▶ TAREAS Y EJERCICIOS
(1) Resume el fragmento del documento en dos oraciones.
(2) Calcula cuántas líneas del listado contienen la palabra "sign" y responde solo con el número. Distingue entre mayúsculas y minúsculas.

▶ FRAGMENTO DEL DOCUMENTO
○ ○ ○ ○ ○

Vienen también al encuentro del moribundo sus eternas
amantes, aquellas mujeres que se entregaron libremente a él y que aún le guardan lascivo afecto. Y su mujer, su ex mujer, la que más lastimó pero que en su hora última con
lágrimas y satisfacción le confiesa que es el hombre de su vida. Su hijo, a quien recriminara que jamás leyera un libro, pero que en un año gana más dinero de lo que en toda su vida él pudo reunir y que le ofrece la posibilidad de una muerte digna.
Finalmente hace su aparición una bella ángel guardián que lo guiará hacia su último destino y que en un momento le dice:
“las cosas que amabas ya están muertas”.Corte.
El imperio fue herido en el corazón. En su
decadencia, la barbarie se apoderó de su vida, lo transformaron. Pero aún así me aferro tercamente a lo que creo, y espero morir así también en mi
podredumbre.

○ ○ ○ ○ ○

▶ LISTADO PROPORCIONADO
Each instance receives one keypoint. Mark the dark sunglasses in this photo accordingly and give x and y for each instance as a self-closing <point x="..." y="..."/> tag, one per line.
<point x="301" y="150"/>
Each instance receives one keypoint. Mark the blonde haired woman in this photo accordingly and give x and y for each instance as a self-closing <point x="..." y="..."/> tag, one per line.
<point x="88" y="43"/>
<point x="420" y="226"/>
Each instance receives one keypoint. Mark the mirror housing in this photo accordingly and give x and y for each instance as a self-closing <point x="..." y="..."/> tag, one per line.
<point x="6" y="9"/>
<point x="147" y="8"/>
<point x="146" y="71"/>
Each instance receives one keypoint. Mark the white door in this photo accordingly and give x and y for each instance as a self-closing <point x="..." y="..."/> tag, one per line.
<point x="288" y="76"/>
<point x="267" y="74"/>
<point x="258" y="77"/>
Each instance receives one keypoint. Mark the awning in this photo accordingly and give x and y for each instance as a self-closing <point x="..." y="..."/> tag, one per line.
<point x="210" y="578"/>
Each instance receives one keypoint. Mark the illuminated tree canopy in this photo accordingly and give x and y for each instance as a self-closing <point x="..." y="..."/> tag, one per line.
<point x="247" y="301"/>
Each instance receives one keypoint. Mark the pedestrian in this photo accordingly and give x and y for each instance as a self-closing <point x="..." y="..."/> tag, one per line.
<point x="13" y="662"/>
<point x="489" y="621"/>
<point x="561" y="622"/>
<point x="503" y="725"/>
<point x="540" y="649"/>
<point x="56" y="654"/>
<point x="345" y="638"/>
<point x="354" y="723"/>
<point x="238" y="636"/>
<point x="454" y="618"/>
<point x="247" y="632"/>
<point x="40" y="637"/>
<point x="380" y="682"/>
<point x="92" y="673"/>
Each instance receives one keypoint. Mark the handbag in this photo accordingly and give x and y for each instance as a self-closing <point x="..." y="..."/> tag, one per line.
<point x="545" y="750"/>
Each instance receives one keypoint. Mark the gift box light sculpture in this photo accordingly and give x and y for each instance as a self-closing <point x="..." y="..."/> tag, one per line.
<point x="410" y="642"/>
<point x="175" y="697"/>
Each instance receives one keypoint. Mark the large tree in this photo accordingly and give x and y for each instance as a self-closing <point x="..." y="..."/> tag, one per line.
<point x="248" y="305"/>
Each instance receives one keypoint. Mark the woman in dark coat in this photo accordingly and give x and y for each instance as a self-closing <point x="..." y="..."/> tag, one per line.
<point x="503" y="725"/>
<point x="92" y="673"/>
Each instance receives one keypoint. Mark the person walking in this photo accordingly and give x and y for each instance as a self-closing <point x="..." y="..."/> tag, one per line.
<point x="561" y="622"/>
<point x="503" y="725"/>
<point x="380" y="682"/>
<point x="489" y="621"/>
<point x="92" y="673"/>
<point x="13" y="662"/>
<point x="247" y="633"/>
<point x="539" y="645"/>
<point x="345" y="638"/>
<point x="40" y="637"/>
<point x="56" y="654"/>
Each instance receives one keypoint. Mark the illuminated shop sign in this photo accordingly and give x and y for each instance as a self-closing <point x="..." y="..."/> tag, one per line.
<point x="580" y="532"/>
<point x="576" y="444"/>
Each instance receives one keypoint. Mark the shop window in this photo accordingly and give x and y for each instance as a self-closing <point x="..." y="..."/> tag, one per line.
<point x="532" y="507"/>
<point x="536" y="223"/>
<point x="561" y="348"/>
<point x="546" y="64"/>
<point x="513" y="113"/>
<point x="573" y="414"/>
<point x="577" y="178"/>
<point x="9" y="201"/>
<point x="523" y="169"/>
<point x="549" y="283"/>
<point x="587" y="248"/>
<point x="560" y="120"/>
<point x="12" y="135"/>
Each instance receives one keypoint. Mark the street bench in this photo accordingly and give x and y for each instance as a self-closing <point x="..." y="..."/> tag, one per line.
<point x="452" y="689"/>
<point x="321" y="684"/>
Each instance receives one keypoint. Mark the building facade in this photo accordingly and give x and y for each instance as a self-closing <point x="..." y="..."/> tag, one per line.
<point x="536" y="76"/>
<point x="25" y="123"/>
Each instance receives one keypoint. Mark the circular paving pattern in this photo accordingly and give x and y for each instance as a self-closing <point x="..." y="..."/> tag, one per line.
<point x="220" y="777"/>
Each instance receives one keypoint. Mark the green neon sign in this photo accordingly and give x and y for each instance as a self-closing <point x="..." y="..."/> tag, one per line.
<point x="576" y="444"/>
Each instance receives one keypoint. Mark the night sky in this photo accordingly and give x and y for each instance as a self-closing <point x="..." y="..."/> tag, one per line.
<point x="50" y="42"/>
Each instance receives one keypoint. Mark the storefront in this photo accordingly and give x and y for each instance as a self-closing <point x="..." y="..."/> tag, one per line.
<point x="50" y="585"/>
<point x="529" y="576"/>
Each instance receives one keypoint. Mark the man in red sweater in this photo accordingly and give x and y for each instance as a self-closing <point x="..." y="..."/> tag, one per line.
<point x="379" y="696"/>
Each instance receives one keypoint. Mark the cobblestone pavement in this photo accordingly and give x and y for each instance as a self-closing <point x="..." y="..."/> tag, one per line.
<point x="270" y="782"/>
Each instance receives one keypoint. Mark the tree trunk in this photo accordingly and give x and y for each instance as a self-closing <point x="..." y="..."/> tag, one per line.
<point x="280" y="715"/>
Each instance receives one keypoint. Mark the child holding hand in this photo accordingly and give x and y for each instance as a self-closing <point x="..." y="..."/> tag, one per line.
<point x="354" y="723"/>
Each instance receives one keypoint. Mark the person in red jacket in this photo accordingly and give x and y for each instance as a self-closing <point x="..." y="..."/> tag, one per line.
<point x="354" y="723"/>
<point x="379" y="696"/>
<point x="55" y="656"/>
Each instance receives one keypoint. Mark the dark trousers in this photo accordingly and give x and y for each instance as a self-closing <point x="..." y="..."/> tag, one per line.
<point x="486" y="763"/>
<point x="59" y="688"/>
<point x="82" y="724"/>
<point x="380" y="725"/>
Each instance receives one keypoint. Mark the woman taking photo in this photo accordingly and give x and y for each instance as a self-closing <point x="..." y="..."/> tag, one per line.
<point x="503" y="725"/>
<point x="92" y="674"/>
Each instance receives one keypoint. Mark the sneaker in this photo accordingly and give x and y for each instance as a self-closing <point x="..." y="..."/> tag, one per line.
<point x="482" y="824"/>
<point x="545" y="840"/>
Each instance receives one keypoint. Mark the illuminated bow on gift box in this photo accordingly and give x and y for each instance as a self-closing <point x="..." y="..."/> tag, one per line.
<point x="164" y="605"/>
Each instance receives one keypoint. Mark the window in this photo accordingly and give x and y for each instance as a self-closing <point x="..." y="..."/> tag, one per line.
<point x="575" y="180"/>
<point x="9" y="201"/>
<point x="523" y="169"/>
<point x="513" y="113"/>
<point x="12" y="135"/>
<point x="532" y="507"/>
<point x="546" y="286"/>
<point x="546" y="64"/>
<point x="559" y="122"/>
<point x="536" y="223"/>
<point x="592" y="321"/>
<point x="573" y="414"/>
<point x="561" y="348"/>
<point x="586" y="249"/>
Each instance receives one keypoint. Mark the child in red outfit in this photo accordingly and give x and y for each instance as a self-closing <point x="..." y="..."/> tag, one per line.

○ ○ ○ ○ ○

▶ RESULTADOS
(1) Al moribundo acuden sus antiguas amantes, su ex mujer, que le confiesa que es el hombre de su vida, su hijo, que le ofrece la posibilidad de una muerte digna, y un ángel guardián que le dice que las cosas que amaba ya están muertas. Luego se afirma que el imperio fue herido en el corazón y que la barbarie se apoderó de su vida, pero quien habla se aferra tercamente a lo que cree y espera morir así en su podredumbre.

(2) 2